● **Exercise prompt**: Copy the records below word for word, without the pictures.
begin Supplied material
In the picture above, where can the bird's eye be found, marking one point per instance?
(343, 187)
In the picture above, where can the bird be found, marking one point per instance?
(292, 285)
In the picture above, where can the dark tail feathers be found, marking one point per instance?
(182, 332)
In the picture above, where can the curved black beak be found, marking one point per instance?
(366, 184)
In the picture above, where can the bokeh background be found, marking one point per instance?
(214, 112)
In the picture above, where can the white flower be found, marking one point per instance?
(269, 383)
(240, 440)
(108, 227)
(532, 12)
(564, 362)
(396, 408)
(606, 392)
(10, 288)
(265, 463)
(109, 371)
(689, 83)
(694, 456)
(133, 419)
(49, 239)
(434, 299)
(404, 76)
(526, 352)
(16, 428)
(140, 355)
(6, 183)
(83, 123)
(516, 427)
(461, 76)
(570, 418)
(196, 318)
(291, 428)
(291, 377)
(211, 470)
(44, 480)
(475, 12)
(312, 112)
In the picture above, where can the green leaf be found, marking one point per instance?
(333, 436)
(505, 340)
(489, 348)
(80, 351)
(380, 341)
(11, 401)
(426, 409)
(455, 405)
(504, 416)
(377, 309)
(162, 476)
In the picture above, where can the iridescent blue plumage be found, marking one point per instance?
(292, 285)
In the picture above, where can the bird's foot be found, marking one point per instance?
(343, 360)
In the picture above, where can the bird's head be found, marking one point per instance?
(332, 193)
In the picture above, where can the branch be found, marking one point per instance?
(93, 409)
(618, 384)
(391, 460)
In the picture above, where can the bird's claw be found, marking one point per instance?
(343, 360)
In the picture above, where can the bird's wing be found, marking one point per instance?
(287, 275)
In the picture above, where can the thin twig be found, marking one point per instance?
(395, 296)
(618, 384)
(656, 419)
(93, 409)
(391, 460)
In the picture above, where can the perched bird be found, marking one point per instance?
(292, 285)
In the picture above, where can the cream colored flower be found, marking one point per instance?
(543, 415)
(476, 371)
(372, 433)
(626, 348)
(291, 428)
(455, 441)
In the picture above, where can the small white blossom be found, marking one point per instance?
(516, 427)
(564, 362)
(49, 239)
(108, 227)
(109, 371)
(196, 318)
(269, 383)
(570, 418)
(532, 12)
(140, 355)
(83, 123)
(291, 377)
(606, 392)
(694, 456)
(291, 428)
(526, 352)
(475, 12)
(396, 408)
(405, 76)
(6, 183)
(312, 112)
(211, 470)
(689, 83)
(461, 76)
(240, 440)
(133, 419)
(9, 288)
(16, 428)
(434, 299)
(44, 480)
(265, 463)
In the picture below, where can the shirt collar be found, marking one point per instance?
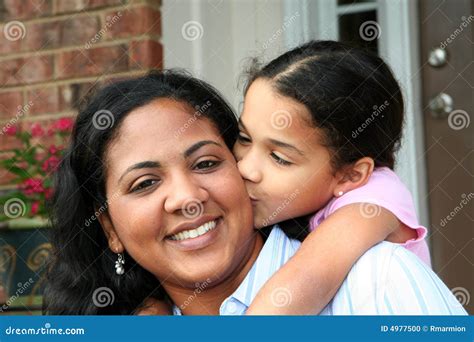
(276, 251)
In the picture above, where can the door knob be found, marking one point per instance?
(437, 57)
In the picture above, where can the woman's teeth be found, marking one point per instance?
(193, 233)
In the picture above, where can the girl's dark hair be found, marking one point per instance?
(351, 94)
(81, 277)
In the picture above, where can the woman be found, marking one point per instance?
(149, 204)
(119, 223)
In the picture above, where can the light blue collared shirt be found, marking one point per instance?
(387, 280)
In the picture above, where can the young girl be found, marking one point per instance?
(319, 130)
(318, 133)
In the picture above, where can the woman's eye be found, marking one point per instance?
(145, 184)
(242, 138)
(207, 164)
(279, 160)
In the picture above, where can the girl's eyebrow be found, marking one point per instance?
(286, 145)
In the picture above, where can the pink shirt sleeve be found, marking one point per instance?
(386, 190)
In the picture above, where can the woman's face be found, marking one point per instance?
(286, 167)
(177, 203)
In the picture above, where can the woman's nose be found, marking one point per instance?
(187, 196)
(249, 168)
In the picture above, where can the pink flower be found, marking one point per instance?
(48, 193)
(32, 185)
(50, 164)
(64, 125)
(34, 208)
(37, 130)
(11, 130)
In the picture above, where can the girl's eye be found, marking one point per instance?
(279, 160)
(144, 185)
(244, 139)
(207, 164)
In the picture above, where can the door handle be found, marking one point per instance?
(441, 105)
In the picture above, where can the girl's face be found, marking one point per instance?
(177, 203)
(280, 155)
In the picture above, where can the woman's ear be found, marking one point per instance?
(114, 241)
(354, 176)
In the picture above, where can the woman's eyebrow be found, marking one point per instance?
(286, 145)
(198, 145)
(148, 164)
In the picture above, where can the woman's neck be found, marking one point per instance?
(207, 301)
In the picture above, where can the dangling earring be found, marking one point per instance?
(119, 269)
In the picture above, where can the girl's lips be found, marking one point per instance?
(198, 242)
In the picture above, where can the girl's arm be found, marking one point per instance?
(314, 274)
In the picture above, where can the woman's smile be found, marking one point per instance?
(195, 235)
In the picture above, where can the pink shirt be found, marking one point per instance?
(386, 190)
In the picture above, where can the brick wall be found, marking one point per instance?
(53, 52)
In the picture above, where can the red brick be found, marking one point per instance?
(97, 61)
(79, 5)
(127, 25)
(41, 36)
(26, 70)
(8, 142)
(146, 54)
(73, 95)
(44, 100)
(10, 102)
(9, 71)
(24, 9)
(36, 69)
(79, 30)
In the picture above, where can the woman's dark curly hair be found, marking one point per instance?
(81, 274)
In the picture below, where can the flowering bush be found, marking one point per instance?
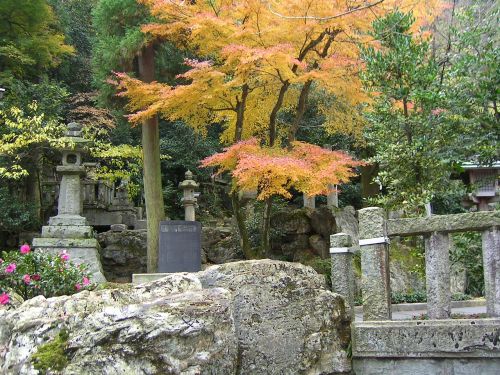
(32, 273)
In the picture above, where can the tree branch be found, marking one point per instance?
(324, 18)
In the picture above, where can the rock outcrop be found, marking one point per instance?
(124, 252)
(286, 321)
(256, 317)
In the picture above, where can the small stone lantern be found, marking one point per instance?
(189, 199)
(69, 230)
(485, 182)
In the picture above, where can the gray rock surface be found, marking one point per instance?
(170, 326)
(254, 317)
(123, 253)
(286, 321)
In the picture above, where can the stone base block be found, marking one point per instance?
(141, 278)
(79, 250)
(67, 231)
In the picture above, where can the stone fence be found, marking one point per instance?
(374, 233)
(419, 347)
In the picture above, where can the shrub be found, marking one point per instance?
(32, 273)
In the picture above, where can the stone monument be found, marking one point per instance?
(69, 230)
end Supplied material
● **Reply to the task**:
In the picture above, where can the bird's eye be found, marking one point per instance?
(343, 187)
In the picture above, where can the bird be found, marking one point per instance?
(292, 285)
In the picture above, where can the dark tail feathers be found, marking one point per instance?
(182, 332)
In the picture above, where can the curved black beak be found, marking one point per instance?
(366, 184)
In the picture above, where can the bokeh background be found, marking one point per instance?
(214, 112)
In the picture above, where can the white flower be found, marking one point per instance?
(269, 383)
(240, 440)
(108, 227)
(532, 12)
(564, 362)
(396, 408)
(606, 392)
(10, 288)
(265, 463)
(109, 371)
(689, 83)
(694, 456)
(133, 419)
(49, 239)
(434, 299)
(404, 76)
(526, 352)
(16, 428)
(140, 355)
(6, 183)
(83, 123)
(516, 427)
(461, 76)
(570, 418)
(196, 318)
(291, 428)
(291, 377)
(211, 470)
(44, 480)
(475, 12)
(312, 112)
In the picture above, where can the green leaf be found, marking one point per instance?
(333, 436)
(505, 340)
(489, 348)
(80, 351)
(380, 341)
(11, 401)
(426, 409)
(455, 405)
(504, 416)
(377, 309)
(162, 476)
In the picture above, where can the iridescent blue plumage be found, marking one point per instance?
(292, 285)
In the picture above, where can the bird's foot be found, marking one point per instance?
(343, 360)
In the picture above, where can the bird's head be found, marking one point per instance?
(332, 193)
In the picture above, where can the branch be found, marking one point per instance?
(93, 409)
(618, 384)
(391, 460)
In the picture above, where can the bird's claw be found, marking one point per instance?
(343, 360)
In the picture above, where can the bird's wing be found, marking one point per instance?
(287, 275)
In the picture above, where can the thin twig be found, marking one point per instance?
(395, 296)
(618, 384)
(656, 419)
(93, 409)
(391, 460)
In the picture above, where can the perched bird be found, marking one point per instance?
(292, 285)
In the picture above, where can the cream colored flower be found, marking one point per instance?
(543, 415)
(476, 371)
(372, 433)
(626, 348)
(291, 428)
(455, 441)
In the picture above, where can the small white blossom be found, marking one point per instance?
(516, 427)
(564, 362)
(49, 239)
(108, 227)
(109, 371)
(196, 318)
(269, 383)
(570, 418)
(532, 12)
(140, 355)
(83, 123)
(291, 377)
(606, 392)
(694, 456)
(291, 428)
(526, 352)
(475, 12)
(396, 408)
(405, 76)
(6, 183)
(312, 112)
(211, 470)
(689, 83)
(461, 76)
(240, 440)
(133, 419)
(9, 288)
(16, 428)
(434, 299)
(44, 480)
(265, 463)
In the picture below, where can the shirt collar be found, marking one point per instance?
(276, 251)
In the picture above, where can the door knob be found, marking one point per instance?
(437, 57)
In the picture above, where can the woman's teeth be found, marking one point per instance?
(193, 233)
In the picture above, where can the girl's dark hair be found, marking one point per instance?
(351, 94)
(81, 277)
In the picture above, where can the woman be found, marking one point per instance?
(149, 204)
(119, 223)
In the picture above, where can the light blue collared shirt be found, marking one point per instance?
(387, 280)
In the picture above, where can the young girl be found, marking one point per instance?
(319, 130)
(318, 133)
In the picture above, where can the woman's eye be found, marking one point per instance?
(145, 184)
(242, 138)
(207, 164)
(279, 160)
In the picture above, where can the girl's eyebrow be found, marking one point per instance?
(286, 145)
In the picture above, where can the pink shirt sleeve be found, marking one point per instance?
(386, 190)
In the picture above, where can the woman's face be found, marking one point per instance?
(286, 167)
(177, 203)
In the picture above, where can the woman's nose be found, marking one point per instance?
(187, 196)
(249, 168)
In the picture above, where can the pink flower be found, marking one point per instance?
(48, 193)
(32, 185)
(50, 164)
(64, 125)
(34, 208)
(37, 130)
(11, 130)
In the picture above, where can the girl's eye be found, marking one point per instance?
(279, 160)
(144, 185)
(244, 139)
(207, 164)
In the picture above, where can the door handle be found, marking one point per instance?
(441, 105)
In the picture above, where can the girl's face be found, marking one point per instance?
(177, 203)
(280, 155)
In the picture above, where can the woman's ear be found, marking one point per instance?
(114, 241)
(354, 176)
In the picture above, where can the woman's eyebrow be found, marking one point per instance?
(286, 145)
(198, 145)
(148, 164)
In the picture above, where can the woman's neck be found, marking one point per instance?
(207, 301)
In the picture above, where can the dangling earring be found, marking one point per instance?
(119, 269)
In the picture above, where can the girl's lips be found, marking one point per instance?
(198, 242)
In the picture above, where can the girl's arm be found, marking one point per instance?
(314, 274)
In the picture above, where can the woman's smile be found, marking one point per instance?
(195, 235)
In the picture above, where can the pink shirt be found, marking one point per instance?
(386, 190)
In the picture above, where can the brick wall be found, marking one point per instance?
(53, 52)
In the picture above, where can the red brick be found, marking one point per instance?
(97, 61)
(79, 5)
(127, 25)
(41, 36)
(26, 70)
(8, 142)
(146, 54)
(73, 95)
(44, 100)
(10, 102)
(9, 71)
(24, 9)
(36, 69)
(79, 30)
In the picture above, where can the woman's dark curly hair be found, marking one point per instance?
(81, 274)
In the picture below, where can the flowering bush be found, marking one point per instance?
(32, 273)
In the picture above, where can the tree branch be found, marking one point per instance?
(324, 18)
In the picture above, where can the rock outcrop be found, marking one point per instance?
(124, 252)
(286, 321)
(256, 317)
In the picture above, where can the small stone lantern be found, marking one point per instance?
(189, 199)
(69, 230)
(485, 182)
In the picture above, where can the gray rock surface be found, marking one point per instance?
(170, 326)
(254, 317)
(123, 253)
(286, 321)
In the picture above, where can the stone base block be found, marking one point per instance?
(141, 278)
(79, 250)
(67, 231)
In the picture above, where can the stone fence be found, marking one point per instance?
(374, 233)
(419, 347)
In the picture above, where can the shrub be found, marking one point per instance?
(32, 273)
In the picture above, where can the stone monument be found, marking one point per instance?
(69, 230)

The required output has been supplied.